**To do**. Copy word for word everything from the line containing "outline eroded rock layer, every instance" down to the final line.

Region segmentation data

◇ ◇ ◇ ◇ ◇ ◇ ◇

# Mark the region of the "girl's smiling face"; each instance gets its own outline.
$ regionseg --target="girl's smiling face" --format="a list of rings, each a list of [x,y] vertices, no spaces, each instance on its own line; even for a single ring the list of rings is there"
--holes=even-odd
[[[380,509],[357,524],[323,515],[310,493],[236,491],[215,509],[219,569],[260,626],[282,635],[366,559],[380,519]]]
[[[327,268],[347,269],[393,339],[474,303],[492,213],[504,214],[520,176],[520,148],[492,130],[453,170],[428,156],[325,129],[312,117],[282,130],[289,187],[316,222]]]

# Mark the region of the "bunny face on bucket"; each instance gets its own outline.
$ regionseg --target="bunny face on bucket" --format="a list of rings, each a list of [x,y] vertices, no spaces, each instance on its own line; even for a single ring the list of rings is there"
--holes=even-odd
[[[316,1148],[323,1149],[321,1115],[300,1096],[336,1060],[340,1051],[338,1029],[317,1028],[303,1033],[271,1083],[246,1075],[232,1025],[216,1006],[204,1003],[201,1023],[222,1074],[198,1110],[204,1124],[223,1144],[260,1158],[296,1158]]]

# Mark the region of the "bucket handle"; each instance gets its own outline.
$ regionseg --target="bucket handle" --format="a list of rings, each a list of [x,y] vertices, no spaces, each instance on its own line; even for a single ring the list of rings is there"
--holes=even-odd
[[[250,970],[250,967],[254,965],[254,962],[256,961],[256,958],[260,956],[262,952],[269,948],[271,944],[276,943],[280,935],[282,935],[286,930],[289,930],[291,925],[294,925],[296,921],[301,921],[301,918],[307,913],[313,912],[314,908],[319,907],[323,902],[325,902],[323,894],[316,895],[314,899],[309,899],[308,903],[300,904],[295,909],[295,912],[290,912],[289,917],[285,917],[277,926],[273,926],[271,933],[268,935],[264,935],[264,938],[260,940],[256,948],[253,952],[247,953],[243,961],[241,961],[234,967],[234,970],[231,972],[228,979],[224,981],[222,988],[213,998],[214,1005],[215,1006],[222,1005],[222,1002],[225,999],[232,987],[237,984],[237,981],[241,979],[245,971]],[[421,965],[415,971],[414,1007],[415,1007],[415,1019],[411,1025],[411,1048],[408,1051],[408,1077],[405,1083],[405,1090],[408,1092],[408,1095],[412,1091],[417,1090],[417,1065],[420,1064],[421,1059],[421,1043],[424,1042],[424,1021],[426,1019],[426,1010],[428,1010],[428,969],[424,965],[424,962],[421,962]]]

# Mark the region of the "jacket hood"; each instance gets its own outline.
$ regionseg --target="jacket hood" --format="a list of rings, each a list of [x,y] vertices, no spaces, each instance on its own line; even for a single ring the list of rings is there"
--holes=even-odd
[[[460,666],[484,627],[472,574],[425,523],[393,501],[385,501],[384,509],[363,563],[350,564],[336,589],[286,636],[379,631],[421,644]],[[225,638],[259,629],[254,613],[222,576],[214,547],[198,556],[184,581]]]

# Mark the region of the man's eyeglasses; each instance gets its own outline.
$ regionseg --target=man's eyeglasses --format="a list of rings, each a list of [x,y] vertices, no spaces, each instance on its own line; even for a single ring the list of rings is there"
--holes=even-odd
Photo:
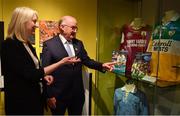
[[[78,27],[77,26],[69,26],[69,25],[64,25],[64,26],[67,26],[67,27],[70,27],[72,30],[74,31],[77,31],[78,30]]]

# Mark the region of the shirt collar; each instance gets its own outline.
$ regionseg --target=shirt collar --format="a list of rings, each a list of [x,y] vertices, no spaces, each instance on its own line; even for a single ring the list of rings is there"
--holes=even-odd
[[[67,40],[61,34],[59,34],[59,38],[61,39],[63,44],[67,43]]]

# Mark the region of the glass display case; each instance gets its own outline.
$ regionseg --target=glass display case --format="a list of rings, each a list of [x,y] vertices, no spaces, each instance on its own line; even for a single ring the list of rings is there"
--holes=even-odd
[[[111,61],[114,50],[127,50],[128,56],[124,74],[96,73],[95,114],[180,114],[179,4],[179,0],[98,0],[98,60]],[[132,83],[135,89],[126,91]]]

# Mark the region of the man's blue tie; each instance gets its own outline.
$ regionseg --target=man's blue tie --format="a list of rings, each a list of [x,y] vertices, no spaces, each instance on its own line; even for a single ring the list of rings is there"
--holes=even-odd
[[[70,48],[70,45],[69,45],[70,43],[67,41],[66,42],[66,51],[67,51],[67,53],[68,53],[68,55],[69,56],[73,56],[73,53],[72,53],[72,51],[71,51],[71,48]]]

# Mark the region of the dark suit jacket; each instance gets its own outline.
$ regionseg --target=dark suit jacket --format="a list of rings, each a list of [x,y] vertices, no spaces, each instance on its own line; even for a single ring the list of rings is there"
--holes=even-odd
[[[84,49],[83,43],[80,40],[73,39],[72,44],[75,50],[75,55],[81,59],[81,62],[63,65],[52,73],[55,82],[48,87],[48,97],[56,97],[61,100],[67,100],[73,97],[84,97],[82,81],[83,64],[89,68],[103,72],[102,63],[89,58]],[[59,36],[44,42],[42,53],[43,66],[50,65],[68,56]]]
[[[36,56],[34,48],[30,44],[29,47]],[[44,77],[44,70],[36,69],[23,43],[16,37],[2,43],[2,73],[6,113],[41,114],[43,107],[39,82]]]

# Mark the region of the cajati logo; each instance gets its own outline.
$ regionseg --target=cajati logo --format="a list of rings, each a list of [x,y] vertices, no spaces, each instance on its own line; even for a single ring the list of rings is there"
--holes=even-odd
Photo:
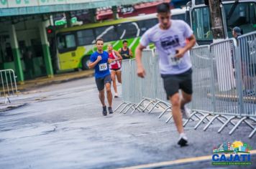
[[[242,141],[223,143],[213,148],[212,165],[251,165],[248,144]]]

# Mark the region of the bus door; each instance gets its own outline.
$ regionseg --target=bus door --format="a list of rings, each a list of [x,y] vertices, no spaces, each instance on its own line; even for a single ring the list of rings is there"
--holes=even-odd
[[[77,68],[80,63],[80,57],[76,52],[77,49],[76,34],[73,33],[58,34],[57,44],[60,69]]]

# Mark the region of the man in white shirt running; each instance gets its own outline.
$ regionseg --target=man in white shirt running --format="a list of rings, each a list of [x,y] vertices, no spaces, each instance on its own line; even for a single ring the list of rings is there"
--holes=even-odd
[[[196,44],[196,38],[190,26],[182,20],[170,19],[170,5],[163,3],[157,6],[159,23],[148,29],[142,37],[135,55],[137,75],[145,76],[142,63],[142,52],[152,42],[159,55],[159,67],[163,79],[167,97],[173,107],[173,117],[180,134],[178,144],[186,146],[188,138],[184,133],[182,122],[183,118],[189,118],[191,114],[185,105],[192,99],[192,69],[188,51]],[[186,42],[188,39],[188,42]],[[182,91],[180,97],[178,90]]]

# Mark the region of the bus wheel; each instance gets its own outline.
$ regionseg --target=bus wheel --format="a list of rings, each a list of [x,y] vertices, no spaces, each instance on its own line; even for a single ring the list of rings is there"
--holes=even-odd
[[[89,57],[84,57],[83,58],[83,59],[82,59],[82,69],[83,70],[89,69],[89,62],[90,62]]]

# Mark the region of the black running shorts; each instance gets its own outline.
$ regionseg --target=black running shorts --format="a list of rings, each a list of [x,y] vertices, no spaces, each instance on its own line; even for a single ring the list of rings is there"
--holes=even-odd
[[[97,85],[97,88],[99,91],[101,91],[104,89],[104,85],[106,83],[111,84],[111,75],[106,75],[106,77],[95,79],[95,82]]]
[[[191,95],[192,90],[192,69],[179,74],[161,74],[163,85],[166,92],[167,99],[182,90],[184,92]]]

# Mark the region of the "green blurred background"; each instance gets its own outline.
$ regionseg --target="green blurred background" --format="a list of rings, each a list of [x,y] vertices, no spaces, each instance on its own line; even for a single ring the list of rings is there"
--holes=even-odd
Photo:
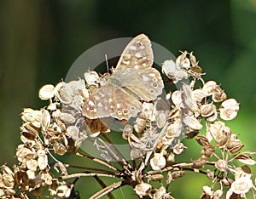
[[[108,39],[145,33],[175,55],[194,51],[206,80],[221,83],[241,103],[228,122],[255,151],[256,1],[13,1],[0,2],[0,164],[15,163],[22,107],[40,108],[38,89],[55,84],[89,48]],[[192,149],[185,154],[196,157]],[[190,153],[190,154],[189,154]],[[69,157],[67,157],[69,158]],[[198,198],[209,181],[188,175],[171,190],[177,198]],[[104,179],[105,180],[105,179]],[[95,179],[78,183],[82,198],[100,189]],[[96,183],[95,183],[96,185]],[[117,198],[137,198],[131,189]],[[185,191],[184,191],[185,190]]]

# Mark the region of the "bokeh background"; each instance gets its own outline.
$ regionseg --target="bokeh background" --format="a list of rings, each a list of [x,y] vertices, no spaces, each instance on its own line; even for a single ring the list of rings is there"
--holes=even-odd
[[[244,141],[245,151],[255,151],[255,0],[3,0],[0,164],[15,162],[21,109],[45,105],[38,97],[43,85],[65,78],[74,60],[89,48],[139,33],[175,55],[179,50],[194,51],[207,72],[204,78],[221,83],[228,96],[241,103],[238,117],[228,125]],[[189,157],[199,156],[195,149],[189,151],[185,154]],[[191,194],[198,198],[200,187],[209,183],[193,174],[185,179],[171,187],[176,198],[191,198]],[[93,178],[77,185],[82,198],[100,189]],[[127,188],[113,194],[117,198],[137,198]]]

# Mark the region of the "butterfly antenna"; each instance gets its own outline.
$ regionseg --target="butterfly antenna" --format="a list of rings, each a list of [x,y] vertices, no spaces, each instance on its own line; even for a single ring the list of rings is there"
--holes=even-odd
[[[108,55],[105,54],[105,60],[106,60],[106,64],[107,64],[107,71],[109,72],[109,66],[108,66]]]

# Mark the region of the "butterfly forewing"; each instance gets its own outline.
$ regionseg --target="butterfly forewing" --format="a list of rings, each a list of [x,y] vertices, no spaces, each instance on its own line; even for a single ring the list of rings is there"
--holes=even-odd
[[[155,100],[162,93],[161,76],[152,64],[150,40],[138,35],[125,48],[113,74],[102,76],[101,87],[85,99],[83,115],[90,119],[136,117],[142,110],[140,100]]]
[[[137,36],[125,48],[115,71],[151,67],[154,57],[151,42],[144,34]]]

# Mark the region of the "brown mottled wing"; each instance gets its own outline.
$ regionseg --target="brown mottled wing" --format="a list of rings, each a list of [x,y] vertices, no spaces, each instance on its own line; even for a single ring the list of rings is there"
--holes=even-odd
[[[84,100],[82,114],[90,119],[111,116],[128,120],[136,117],[141,107],[142,103],[137,98],[107,83]]]
[[[147,68],[153,64],[151,42],[144,34],[134,37],[125,47],[115,71],[125,68]]]
[[[114,87],[106,83],[85,99],[82,109],[83,116],[90,119],[110,117],[113,112],[114,89]]]
[[[128,120],[131,117],[137,117],[142,110],[142,103],[120,88],[115,90],[113,106],[111,116],[119,120]]]
[[[162,94],[164,88],[160,72],[152,67],[118,71],[110,77],[111,82],[115,82],[112,79],[119,80],[120,88],[144,101],[156,100],[157,96]]]

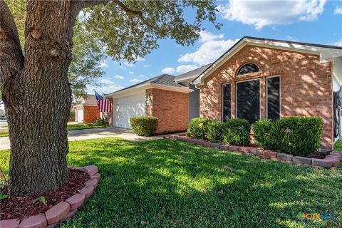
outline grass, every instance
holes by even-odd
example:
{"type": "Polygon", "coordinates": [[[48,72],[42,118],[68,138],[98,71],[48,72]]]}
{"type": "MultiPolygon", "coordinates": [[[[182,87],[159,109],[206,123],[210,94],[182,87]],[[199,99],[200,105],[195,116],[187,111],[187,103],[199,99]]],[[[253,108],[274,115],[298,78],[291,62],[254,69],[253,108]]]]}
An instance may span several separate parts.
{"type": "Polygon", "coordinates": [[[0,137],[7,137],[9,136],[9,132],[6,131],[4,133],[0,133],[0,137]]]}
{"type": "Polygon", "coordinates": [[[107,125],[95,125],[89,123],[68,123],[67,129],[68,130],[84,130],[84,129],[91,129],[91,128],[107,128],[107,125]]]}
{"type": "Polygon", "coordinates": [[[101,180],[62,227],[342,227],[341,167],[296,167],[170,140],[69,146],[68,165],[98,165],[101,180]],[[336,217],[303,222],[299,212],[336,217]]]}
{"type": "MultiPolygon", "coordinates": [[[[85,130],[85,129],[91,129],[91,128],[108,128],[108,125],[95,125],[90,123],[68,123],[67,130],[85,130]]],[[[7,137],[9,136],[9,132],[0,133],[0,137],[7,137]]]]}

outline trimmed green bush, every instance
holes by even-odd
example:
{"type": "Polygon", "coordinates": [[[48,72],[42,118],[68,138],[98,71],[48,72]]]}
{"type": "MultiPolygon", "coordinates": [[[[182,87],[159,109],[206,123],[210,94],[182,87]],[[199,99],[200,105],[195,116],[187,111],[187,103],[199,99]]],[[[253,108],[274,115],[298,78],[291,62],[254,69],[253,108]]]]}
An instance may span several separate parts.
{"type": "Polygon", "coordinates": [[[248,145],[251,125],[246,120],[232,119],[223,123],[224,142],[234,145],[248,145]]]}
{"type": "Polygon", "coordinates": [[[140,136],[152,135],[158,127],[158,118],[150,115],[133,116],[130,122],[133,133],[140,136]]]}
{"type": "Polygon", "coordinates": [[[280,152],[307,156],[317,152],[321,145],[322,125],[318,117],[286,117],[276,122],[271,134],[280,152]]]}
{"type": "Polygon", "coordinates": [[[207,138],[209,120],[206,118],[193,118],[189,123],[188,135],[194,138],[205,140],[207,138]]]}
{"type": "Polygon", "coordinates": [[[266,150],[276,150],[274,131],[276,122],[272,120],[259,120],[253,125],[255,142],[258,147],[266,150]]]}
{"type": "Polygon", "coordinates": [[[208,140],[212,142],[222,142],[223,123],[217,120],[209,120],[208,123],[208,140]]]}

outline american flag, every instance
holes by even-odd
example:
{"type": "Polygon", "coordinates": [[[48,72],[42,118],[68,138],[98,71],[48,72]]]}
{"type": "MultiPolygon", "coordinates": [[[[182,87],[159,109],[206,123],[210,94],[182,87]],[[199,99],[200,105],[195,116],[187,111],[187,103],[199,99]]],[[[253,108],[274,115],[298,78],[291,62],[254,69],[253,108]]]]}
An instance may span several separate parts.
{"type": "MultiPolygon", "coordinates": [[[[94,90],[95,91],[95,90],[94,90]]],[[[95,97],[98,100],[98,108],[100,112],[110,113],[112,111],[112,103],[102,95],[95,91],[95,97]]]]}

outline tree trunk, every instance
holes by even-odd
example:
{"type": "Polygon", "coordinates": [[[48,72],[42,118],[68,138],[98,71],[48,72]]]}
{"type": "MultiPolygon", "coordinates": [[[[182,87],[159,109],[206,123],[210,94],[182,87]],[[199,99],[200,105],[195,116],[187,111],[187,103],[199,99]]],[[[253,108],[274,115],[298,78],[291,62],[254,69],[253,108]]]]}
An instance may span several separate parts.
{"type": "MultiPolygon", "coordinates": [[[[24,66],[3,81],[13,195],[58,189],[68,182],[67,71],[76,17],[70,12],[68,1],[28,1],[24,66]]],[[[10,68],[0,60],[2,68],[10,68]]]]}

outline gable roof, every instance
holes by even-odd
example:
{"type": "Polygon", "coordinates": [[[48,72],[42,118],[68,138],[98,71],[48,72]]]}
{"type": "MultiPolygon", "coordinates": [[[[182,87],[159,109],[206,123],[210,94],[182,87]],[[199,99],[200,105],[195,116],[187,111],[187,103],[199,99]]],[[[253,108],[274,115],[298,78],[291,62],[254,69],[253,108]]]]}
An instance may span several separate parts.
{"type": "Polygon", "coordinates": [[[188,88],[187,86],[184,86],[183,85],[179,84],[177,82],[175,81],[175,76],[169,75],[169,74],[162,74],[159,76],[156,76],[150,79],[147,79],[146,81],[142,81],[140,83],[138,83],[137,84],[124,88],[120,90],[110,93],[109,94],[106,94],[105,96],[110,96],[110,95],[114,95],[118,93],[122,93],[122,92],[126,91],[126,90],[130,90],[133,88],[141,88],[144,86],[151,86],[152,87],[167,87],[167,88],[174,88],[175,90],[188,90],[188,88]]]}
{"type": "Polygon", "coordinates": [[[334,58],[342,56],[342,47],[341,46],[244,36],[223,53],[223,55],[219,57],[217,60],[207,67],[200,75],[193,80],[192,83],[195,85],[202,85],[204,79],[207,76],[247,44],[319,55],[321,63],[326,63],[334,58]]]}
{"type": "Polygon", "coordinates": [[[195,78],[198,77],[203,71],[204,71],[212,63],[209,63],[201,67],[199,67],[197,69],[186,72],[183,74],[179,75],[175,77],[175,81],[177,83],[191,80],[192,81],[195,78]]]}
{"type": "Polygon", "coordinates": [[[88,96],[86,98],[81,98],[78,100],[78,105],[97,105],[96,98],[94,95],[88,94],[88,96]]]}

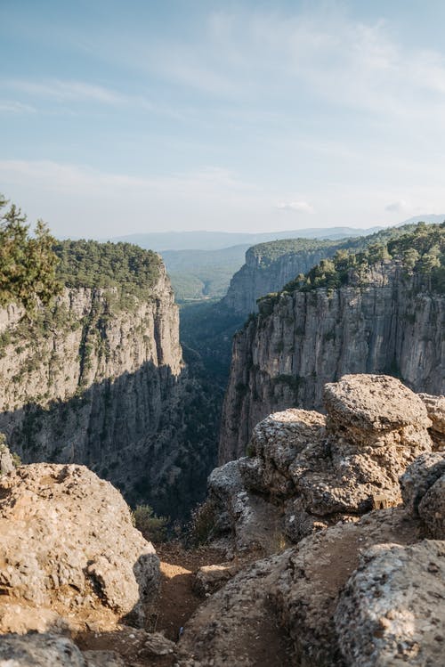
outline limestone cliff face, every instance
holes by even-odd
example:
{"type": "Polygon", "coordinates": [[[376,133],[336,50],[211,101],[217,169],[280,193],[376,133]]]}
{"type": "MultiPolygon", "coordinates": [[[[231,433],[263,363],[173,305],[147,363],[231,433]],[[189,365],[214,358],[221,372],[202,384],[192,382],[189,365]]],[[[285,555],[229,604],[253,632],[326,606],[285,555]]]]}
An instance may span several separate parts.
{"type": "MultiPolygon", "coordinates": [[[[267,245],[267,244],[264,244],[267,245]]],[[[256,299],[271,292],[282,289],[287,282],[299,273],[307,273],[321,259],[331,257],[337,246],[322,245],[318,250],[289,252],[274,260],[250,248],[246,253],[246,264],[231,281],[222,304],[241,315],[256,313],[256,299]]]]}
{"type": "Polygon", "coordinates": [[[322,407],[323,386],[346,373],[390,373],[417,392],[445,388],[445,298],[396,263],[367,284],[283,292],[234,338],[220,462],[244,455],[252,429],[290,406],[322,407]]]}
{"type": "Polygon", "coordinates": [[[22,315],[14,305],[0,312],[0,431],[12,449],[25,462],[86,464],[130,500],[174,514],[167,496],[190,458],[197,387],[164,267],[144,299],[65,289],[51,311],[22,315]]]}

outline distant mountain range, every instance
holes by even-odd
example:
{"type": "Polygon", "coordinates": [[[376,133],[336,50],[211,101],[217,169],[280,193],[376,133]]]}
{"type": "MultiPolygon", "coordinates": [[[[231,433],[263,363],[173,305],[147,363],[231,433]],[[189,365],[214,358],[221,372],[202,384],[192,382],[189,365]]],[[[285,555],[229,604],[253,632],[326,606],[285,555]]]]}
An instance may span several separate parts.
{"type": "Polygon", "coordinates": [[[412,224],[413,223],[431,223],[432,224],[441,224],[445,220],[445,213],[436,215],[435,213],[427,213],[423,216],[415,216],[403,223],[399,223],[395,227],[401,227],[402,224],[412,224]]]}
{"type": "MultiPolygon", "coordinates": [[[[441,223],[445,214],[425,214],[404,220],[396,226],[425,221],[441,223]]],[[[350,236],[368,236],[379,232],[384,227],[308,227],[306,229],[287,230],[285,232],[264,232],[247,233],[236,232],[150,232],[147,233],[125,234],[101,240],[135,243],[142,248],[162,252],[165,250],[220,250],[232,246],[255,246],[270,240],[281,239],[328,239],[336,240],[350,236]]]]}
{"type": "Polygon", "coordinates": [[[150,250],[220,250],[231,246],[255,246],[280,239],[344,239],[347,236],[368,236],[382,227],[310,227],[286,232],[264,232],[259,234],[236,232],[153,232],[146,234],[115,236],[106,240],[135,243],[150,250]]]}

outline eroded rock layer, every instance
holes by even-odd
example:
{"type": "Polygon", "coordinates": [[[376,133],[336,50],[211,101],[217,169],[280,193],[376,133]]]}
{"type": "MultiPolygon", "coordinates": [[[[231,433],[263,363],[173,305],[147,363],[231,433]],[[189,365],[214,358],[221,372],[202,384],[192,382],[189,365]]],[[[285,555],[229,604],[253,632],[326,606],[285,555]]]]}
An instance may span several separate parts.
{"type": "Polygon", "coordinates": [[[0,477],[0,632],[144,619],[158,558],[121,494],[83,466],[0,477]]]}
{"type": "Polygon", "coordinates": [[[160,263],[144,297],[67,288],[31,318],[0,310],[0,432],[24,462],[87,465],[176,517],[214,460],[211,403],[182,362],[160,263]]]}
{"type": "MultiPolygon", "coordinates": [[[[443,295],[394,262],[374,265],[359,286],[263,300],[234,338],[220,463],[245,454],[268,414],[291,405],[320,409],[324,386],[344,374],[389,373],[417,392],[441,394],[444,329],[443,295]]],[[[443,437],[439,418],[435,423],[443,437]]]]}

◇ ◇ ◇ ◇ ◇ ◇ ◇

**Answer to this task**.
outline eroded rock layer, every instance
holes by even-odd
example:
{"type": "Polygon", "coordinates": [[[376,133],[336,50],[211,101],[217,169],[280,193],[376,133]]]}
{"type": "MultiPolygon", "coordinates": [[[[231,433],[263,363],[173,305],[147,363],[231,433]],[[189,365],[214,358],[221,372],[202,384],[192,382],[189,365]]],[[[285,555],[229,604],[253,632],[326,606],[285,555]]]]}
An instance may span several separate parts.
{"type": "Polygon", "coordinates": [[[0,477],[0,632],[144,619],[158,558],[121,494],[83,466],[0,477]]]}
{"type": "Polygon", "coordinates": [[[160,263],[144,297],[67,288],[31,318],[0,310],[0,432],[24,462],[87,465],[176,517],[214,460],[211,403],[182,362],[160,263]]]}
{"type": "MultiPolygon", "coordinates": [[[[443,295],[394,262],[374,265],[359,286],[263,300],[234,338],[220,463],[245,454],[268,414],[291,405],[320,409],[324,386],[344,374],[389,373],[417,392],[441,394],[444,329],[443,295]]],[[[443,437],[439,418],[435,423],[443,437]]]]}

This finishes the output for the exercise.